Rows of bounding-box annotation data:
** begin **
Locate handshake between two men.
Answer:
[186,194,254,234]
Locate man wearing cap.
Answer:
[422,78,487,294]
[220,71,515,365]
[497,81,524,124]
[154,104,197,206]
** end **
= PROBLEM DESCRIPTION =
Convert every line of the material into a JSON list of strings, with one string per line and any blank lines omitted.

= TASK OUTPUT =
[
  "Locate handshake between two men.",
  "Answer:",
  "[186,194,254,234]",
  "Locate man wearing cap.",
  "Answer:",
  "[422,78,487,294]",
  "[220,71,515,365]",
  "[497,81,524,124]",
  "[154,104,197,206]"
]